Exercise details - Please reproduce the data in the stretch from the line containing "like [[46, 597]]." through the line containing "[[584, 253]]", changing "chimney" to "smokestack" and leaving everything else as it is. Return only those lines.

Entries shown -
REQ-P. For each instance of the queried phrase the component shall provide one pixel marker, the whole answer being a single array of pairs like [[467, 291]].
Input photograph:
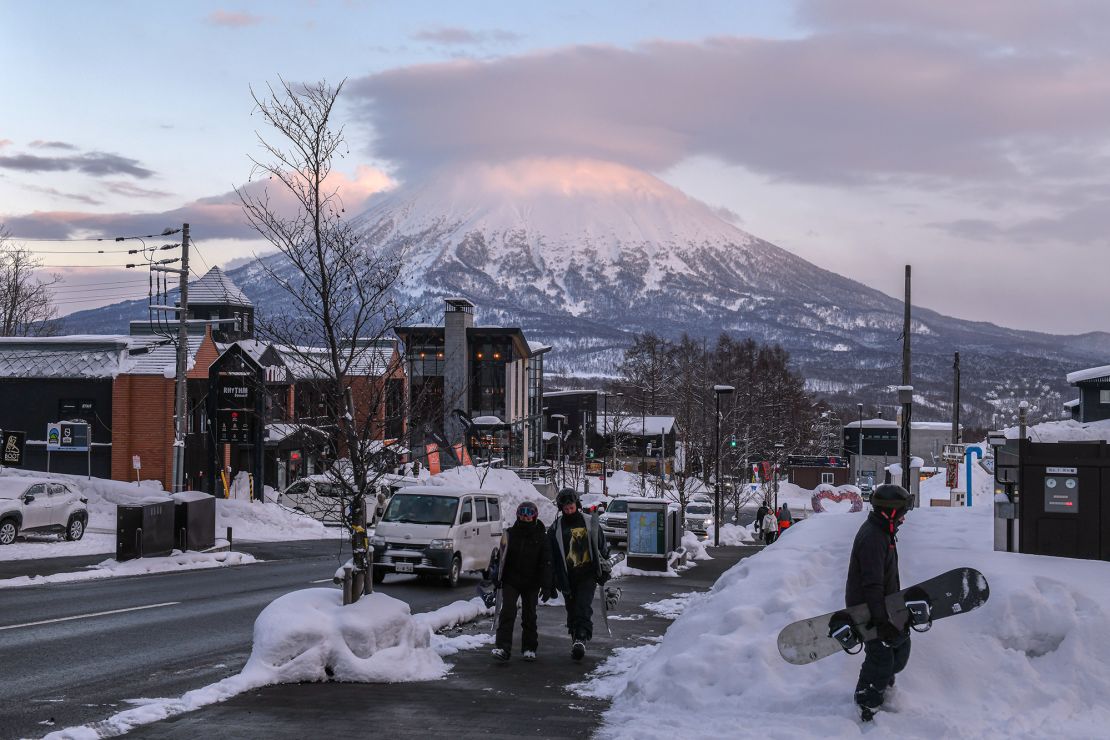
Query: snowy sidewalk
[[478, 699]]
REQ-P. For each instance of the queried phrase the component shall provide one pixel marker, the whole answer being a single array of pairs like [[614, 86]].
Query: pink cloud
[[232, 19], [218, 216]]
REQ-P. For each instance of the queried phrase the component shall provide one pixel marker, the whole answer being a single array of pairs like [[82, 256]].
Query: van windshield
[[414, 508]]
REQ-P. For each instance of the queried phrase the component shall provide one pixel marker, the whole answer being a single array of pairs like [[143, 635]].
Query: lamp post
[[859, 443], [717, 392], [558, 445]]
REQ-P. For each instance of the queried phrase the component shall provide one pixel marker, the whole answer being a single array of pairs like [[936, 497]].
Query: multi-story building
[[490, 372]]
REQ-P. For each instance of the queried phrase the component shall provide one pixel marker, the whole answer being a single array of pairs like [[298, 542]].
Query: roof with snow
[[635, 425], [1067, 431], [1090, 375], [217, 289], [90, 356]]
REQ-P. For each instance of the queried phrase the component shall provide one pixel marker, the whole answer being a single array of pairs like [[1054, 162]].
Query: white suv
[[40, 505]]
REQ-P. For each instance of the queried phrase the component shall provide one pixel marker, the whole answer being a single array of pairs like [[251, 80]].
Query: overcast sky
[[968, 139]]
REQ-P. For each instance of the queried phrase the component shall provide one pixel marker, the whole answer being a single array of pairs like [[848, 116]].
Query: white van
[[435, 530]]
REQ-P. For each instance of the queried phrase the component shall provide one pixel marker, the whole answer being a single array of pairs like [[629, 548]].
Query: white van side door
[[466, 540]]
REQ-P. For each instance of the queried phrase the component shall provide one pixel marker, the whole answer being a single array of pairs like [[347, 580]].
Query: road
[[73, 654]]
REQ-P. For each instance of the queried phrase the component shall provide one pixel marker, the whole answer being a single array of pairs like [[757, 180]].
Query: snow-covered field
[[1032, 662], [249, 519]]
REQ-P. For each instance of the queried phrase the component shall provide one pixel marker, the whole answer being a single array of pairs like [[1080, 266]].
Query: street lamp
[[558, 444], [605, 435], [717, 392]]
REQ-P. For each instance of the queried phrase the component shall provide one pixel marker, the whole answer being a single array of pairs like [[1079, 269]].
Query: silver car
[[40, 505]]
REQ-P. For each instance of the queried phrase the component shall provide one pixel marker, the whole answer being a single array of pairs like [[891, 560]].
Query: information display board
[[647, 531]]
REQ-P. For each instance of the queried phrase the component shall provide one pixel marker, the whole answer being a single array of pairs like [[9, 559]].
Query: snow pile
[[249, 519], [1033, 661], [305, 636], [513, 490], [310, 636], [114, 568], [732, 535], [695, 548]]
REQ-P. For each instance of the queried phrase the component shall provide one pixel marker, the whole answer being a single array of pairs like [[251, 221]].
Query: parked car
[[40, 505], [615, 520], [698, 517], [436, 530]]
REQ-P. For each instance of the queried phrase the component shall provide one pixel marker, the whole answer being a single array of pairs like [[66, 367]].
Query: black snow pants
[[530, 638], [579, 607], [880, 664]]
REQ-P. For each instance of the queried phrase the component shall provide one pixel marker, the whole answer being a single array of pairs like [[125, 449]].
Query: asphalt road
[[73, 654]]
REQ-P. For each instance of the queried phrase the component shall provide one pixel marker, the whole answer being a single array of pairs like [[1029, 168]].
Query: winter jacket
[[525, 557], [598, 551], [873, 569], [760, 513]]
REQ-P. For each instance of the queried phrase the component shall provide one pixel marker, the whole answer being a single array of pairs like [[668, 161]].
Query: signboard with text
[[68, 437], [11, 447]]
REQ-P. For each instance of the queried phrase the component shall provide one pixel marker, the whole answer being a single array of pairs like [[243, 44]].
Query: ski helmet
[[566, 496], [890, 496]]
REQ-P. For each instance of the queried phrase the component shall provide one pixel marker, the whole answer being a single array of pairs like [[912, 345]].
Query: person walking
[[760, 513], [579, 563], [873, 575], [785, 518], [769, 527], [524, 574]]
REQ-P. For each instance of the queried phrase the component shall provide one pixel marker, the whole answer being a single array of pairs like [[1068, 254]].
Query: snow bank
[[1033, 662], [249, 519], [114, 568], [513, 490], [732, 535], [695, 547], [304, 636]]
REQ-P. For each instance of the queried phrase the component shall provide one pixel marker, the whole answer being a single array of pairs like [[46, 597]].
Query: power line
[[168, 232]]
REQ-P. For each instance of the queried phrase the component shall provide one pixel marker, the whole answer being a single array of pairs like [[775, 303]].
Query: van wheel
[[456, 567], [8, 531], [76, 528]]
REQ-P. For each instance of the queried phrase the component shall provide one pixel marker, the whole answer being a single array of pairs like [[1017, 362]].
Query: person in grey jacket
[[579, 563]]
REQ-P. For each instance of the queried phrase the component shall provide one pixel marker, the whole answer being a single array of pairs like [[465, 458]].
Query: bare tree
[[343, 291], [26, 305]]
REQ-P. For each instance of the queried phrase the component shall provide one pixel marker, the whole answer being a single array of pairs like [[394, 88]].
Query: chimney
[[458, 316]]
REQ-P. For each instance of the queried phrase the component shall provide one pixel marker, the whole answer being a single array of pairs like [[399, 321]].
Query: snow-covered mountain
[[584, 253]]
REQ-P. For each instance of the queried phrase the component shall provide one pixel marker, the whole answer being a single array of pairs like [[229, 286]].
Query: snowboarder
[[785, 518], [873, 574], [524, 573], [579, 558], [760, 513], [769, 527]]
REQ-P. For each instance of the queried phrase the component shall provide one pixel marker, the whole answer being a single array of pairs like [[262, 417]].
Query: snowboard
[[949, 594]]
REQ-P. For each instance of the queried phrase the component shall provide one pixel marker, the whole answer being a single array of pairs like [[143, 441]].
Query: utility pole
[[906, 392], [180, 411], [956, 399]]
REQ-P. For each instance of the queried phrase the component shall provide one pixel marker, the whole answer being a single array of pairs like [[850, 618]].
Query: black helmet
[[566, 496], [890, 496]]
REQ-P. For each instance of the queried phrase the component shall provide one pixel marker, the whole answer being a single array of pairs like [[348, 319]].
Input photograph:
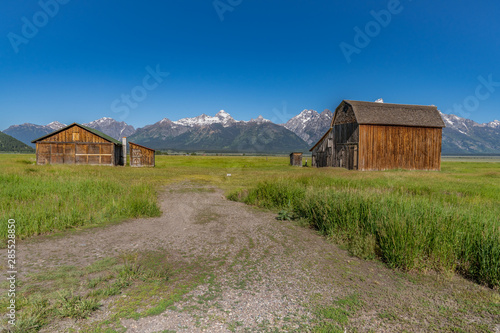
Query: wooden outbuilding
[[381, 136], [296, 159], [78, 144], [141, 156]]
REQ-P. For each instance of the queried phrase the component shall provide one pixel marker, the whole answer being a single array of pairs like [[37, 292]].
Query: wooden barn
[[78, 144], [141, 156], [296, 159], [381, 136]]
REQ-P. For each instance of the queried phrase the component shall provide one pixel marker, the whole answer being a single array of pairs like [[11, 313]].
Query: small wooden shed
[[141, 156], [78, 144], [296, 159], [381, 136]]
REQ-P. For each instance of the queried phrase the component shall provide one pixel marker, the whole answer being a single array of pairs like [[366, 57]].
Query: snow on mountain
[[465, 125], [221, 117], [259, 120], [111, 127], [493, 124]]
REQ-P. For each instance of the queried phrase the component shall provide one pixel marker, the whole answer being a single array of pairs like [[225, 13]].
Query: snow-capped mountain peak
[[111, 127]]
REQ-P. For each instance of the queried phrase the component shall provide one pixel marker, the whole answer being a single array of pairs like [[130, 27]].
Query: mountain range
[[10, 144], [222, 133]]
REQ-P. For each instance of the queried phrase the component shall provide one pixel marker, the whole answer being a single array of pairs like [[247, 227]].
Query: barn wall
[[141, 156], [345, 144], [76, 145], [393, 147], [75, 134]]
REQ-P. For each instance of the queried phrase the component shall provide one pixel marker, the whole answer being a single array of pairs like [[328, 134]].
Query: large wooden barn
[[78, 144], [381, 136]]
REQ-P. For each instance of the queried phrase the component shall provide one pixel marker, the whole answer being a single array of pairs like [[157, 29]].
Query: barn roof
[[136, 144], [92, 130], [396, 114], [322, 138]]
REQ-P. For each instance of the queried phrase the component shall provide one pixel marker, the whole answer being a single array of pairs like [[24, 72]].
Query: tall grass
[[407, 229], [54, 198]]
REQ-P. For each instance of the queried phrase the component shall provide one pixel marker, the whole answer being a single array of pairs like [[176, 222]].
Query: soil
[[265, 274]]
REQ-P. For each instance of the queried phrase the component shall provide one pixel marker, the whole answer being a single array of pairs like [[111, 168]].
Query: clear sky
[[77, 61]]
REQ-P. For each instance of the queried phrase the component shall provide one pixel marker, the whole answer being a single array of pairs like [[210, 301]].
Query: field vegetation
[[413, 220]]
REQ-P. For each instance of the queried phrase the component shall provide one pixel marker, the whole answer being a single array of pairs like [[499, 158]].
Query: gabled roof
[[133, 143], [372, 113], [92, 130]]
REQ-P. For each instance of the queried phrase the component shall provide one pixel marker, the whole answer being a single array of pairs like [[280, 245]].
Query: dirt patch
[[259, 274]]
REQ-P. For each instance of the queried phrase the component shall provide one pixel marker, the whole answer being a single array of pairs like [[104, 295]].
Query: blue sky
[[77, 61]]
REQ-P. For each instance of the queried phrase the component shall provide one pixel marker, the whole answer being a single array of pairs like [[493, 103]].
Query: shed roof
[[395, 114], [92, 130]]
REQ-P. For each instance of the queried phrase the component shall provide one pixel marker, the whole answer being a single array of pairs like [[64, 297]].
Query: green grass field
[[414, 220]]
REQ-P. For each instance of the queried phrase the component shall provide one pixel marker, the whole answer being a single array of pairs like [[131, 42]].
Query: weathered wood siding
[[76, 145], [296, 159], [141, 156], [345, 142], [383, 147], [322, 154]]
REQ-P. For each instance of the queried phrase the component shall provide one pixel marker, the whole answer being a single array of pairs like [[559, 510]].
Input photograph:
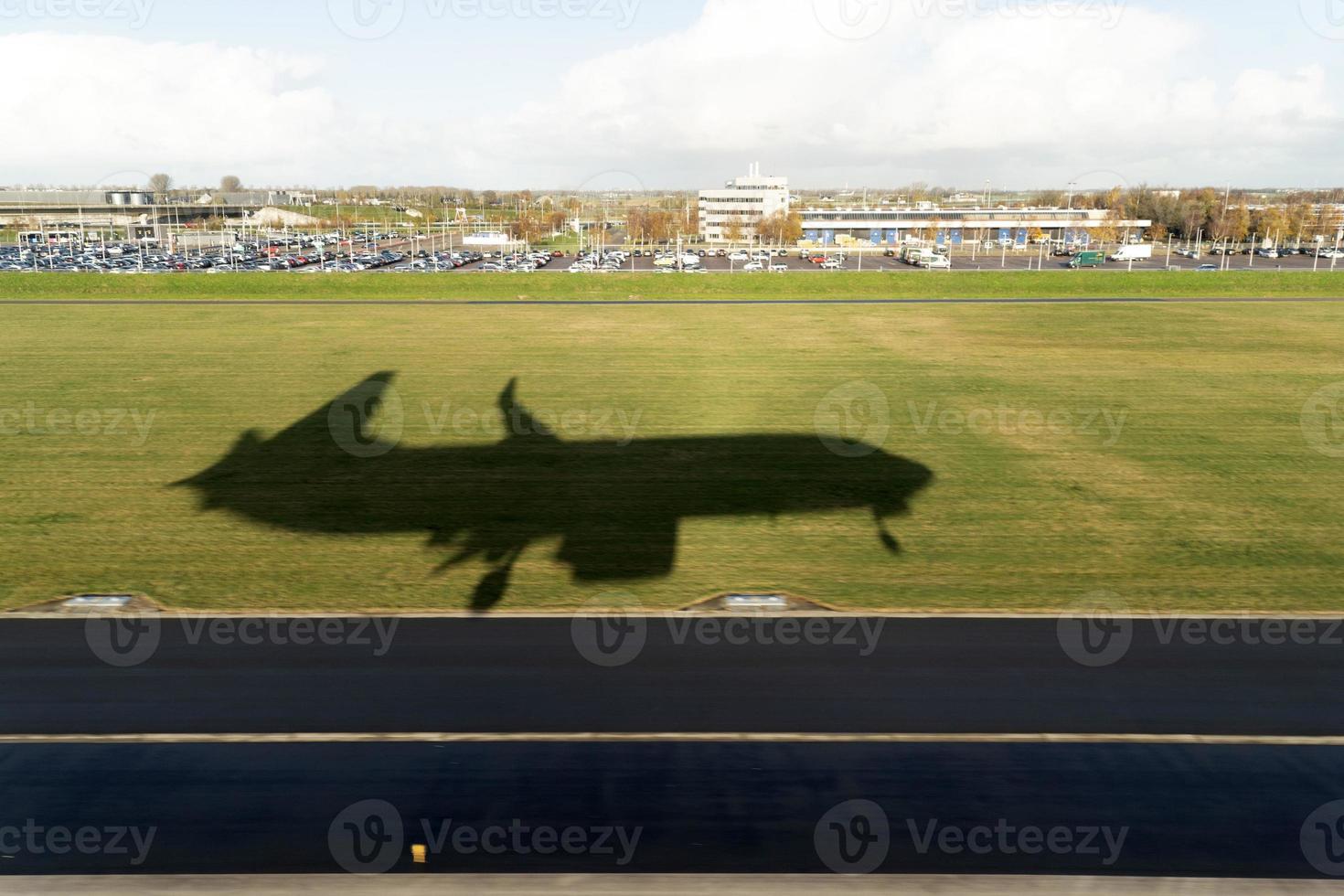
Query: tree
[[732, 231], [781, 229]]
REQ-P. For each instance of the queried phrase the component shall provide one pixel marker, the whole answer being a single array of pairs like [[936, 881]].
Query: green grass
[[460, 285], [1209, 498]]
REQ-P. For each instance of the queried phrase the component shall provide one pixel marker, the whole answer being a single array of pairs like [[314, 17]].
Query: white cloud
[[1034, 91]]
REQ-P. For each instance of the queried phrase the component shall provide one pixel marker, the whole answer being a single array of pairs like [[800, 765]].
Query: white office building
[[745, 200]]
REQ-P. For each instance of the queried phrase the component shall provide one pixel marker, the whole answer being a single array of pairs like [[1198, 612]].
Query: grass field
[[1155, 452], [380, 285]]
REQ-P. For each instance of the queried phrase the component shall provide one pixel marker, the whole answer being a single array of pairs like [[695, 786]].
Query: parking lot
[[408, 258]]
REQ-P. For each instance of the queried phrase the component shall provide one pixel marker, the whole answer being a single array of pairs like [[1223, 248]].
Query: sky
[[672, 94]]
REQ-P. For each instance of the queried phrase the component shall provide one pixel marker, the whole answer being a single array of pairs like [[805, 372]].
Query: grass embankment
[[1152, 452]]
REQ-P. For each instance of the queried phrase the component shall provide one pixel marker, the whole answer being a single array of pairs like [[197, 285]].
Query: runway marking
[[464, 303], [446, 738]]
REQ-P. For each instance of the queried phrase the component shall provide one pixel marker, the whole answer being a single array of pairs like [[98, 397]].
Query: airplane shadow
[[615, 508]]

Solution to this task -
REQ-P. For each instance of the queried phrase the component shall provide one pixel marker, the whole answer being a single array of pairs like [[46, 597]].
Query: power line
[[168, 232]]
REQ-P. For each instance of the queried phrase the component shall provide one pixel marker, the whole answer being a single array of pairs like [[775, 303]].
Query: van wheel
[[456, 567], [8, 531], [76, 528]]
REQ-P. For each instance of the queried phrase the component shall provide one pixel marker, the whole answer being a single array of pairs like [[1017, 362]].
Query: person in grey jacket
[[579, 563]]
REQ-P. For each instance of the queried phrase the component shall provide one pixel marker, the whole answer being a single array of pairs like [[465, 458]].
Query: bare tree
[[343, 291], [26, 305]]
REQ-P. For each instance of the queried phrase the component shall provide one pixel marker, the whole answer being a single array of pairs like [[394, 88]].
Query: smokestack
[[458, 316]]
REQ-P. For each instance of the queried phrase the component shall provide one pixel marker, the whole answer being a single array of pairs like [[399, 321]].
Query: snow-covered mountain
[[584, 253]]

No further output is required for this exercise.